[Directive 1]: In the passage about the end of the semester, what time does the narrator's phone show?

[Passage]:
End semester exams are kicking off next week. The Media and Politics lecturer has wished us good luck in the imminent papers. He’s hardly walked out of class when Janet* makes for my desk, closes my book and lifts me out of my seat. I obey. Two steps past the door, this rowdy class fella shouts my name and demands I should wait for him. So Janet and I lean against the balcony (outside class) to await him. Janet inquires what time it is, I dip my right hand in the pocket and take out my phone, the phone says it’s 1:13 p.m. That chap is taking exceptionally too long to come out, I’m forced to text him “utanipata mbele” cause I can feel my belly complain of lack of matter in there. Plus I’m keeping Janet here for so long. I don’t know what that guy is discussing with the class rep that has kept him in class for more than 5 minutes.

[Entries]:
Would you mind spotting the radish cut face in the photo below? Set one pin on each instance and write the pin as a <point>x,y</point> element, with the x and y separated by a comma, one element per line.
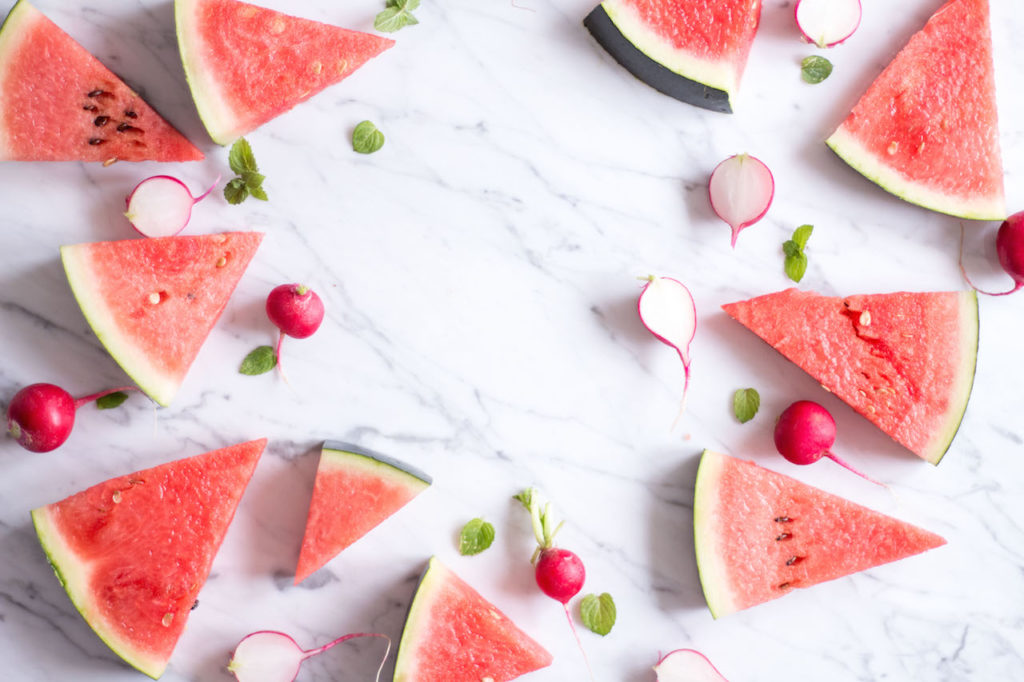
<point>686,666</point>
<point>160,206</point>
<point>740,190</point>
<point>827,23</point>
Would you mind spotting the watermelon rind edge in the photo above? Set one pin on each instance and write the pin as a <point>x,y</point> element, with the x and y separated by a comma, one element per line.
<point>711,568</point>
<point>685,78</point>
<point>159,388</point>
<point>850,150</point>
<point>73,579</point>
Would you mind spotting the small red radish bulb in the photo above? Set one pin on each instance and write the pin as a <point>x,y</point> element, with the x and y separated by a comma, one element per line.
<point>41,417</point>
<point>827,23</point>
<point>1009,249</point>
<point>274,656</point>
<point>740,190</point>
<point>161,206</point>
<point>667,309</point>
<point>686,666</point>
<point>805,432</point>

[Directive 2]: Copy out the rows verbatim, starting at the line that contains "Would you mind spotting the watermelon" and continuing through the last line of the rows.

[Written reply 1]: 1:13 p.m.

[Written reply 2]:
Would you mind spotting the watermelon rind edge in the photo above? Set one pin on each instance and write the pin as a <point>x,y</point> element, with the x and y separated by a comma, one element per line.
<point>711,568</point>
<point>685,78</point>
<point>159,388</point>
<point>850,150</point>
<point>73,579</point>
Would you mind spotting the small red radish bulb in the photo above? Set one pin on each instance and write the pin as a <point>x,y</point> element, with the x and y separated by a comma, one element per line.
<point>41,417</point>
<point>827,23</point>
<point>1009,249</point>
<point>274,656</point>
<point>740,190</point>
<point>161,206</point>
<point>667,309</point>
<point>686,666</point>
<point>805,432</point>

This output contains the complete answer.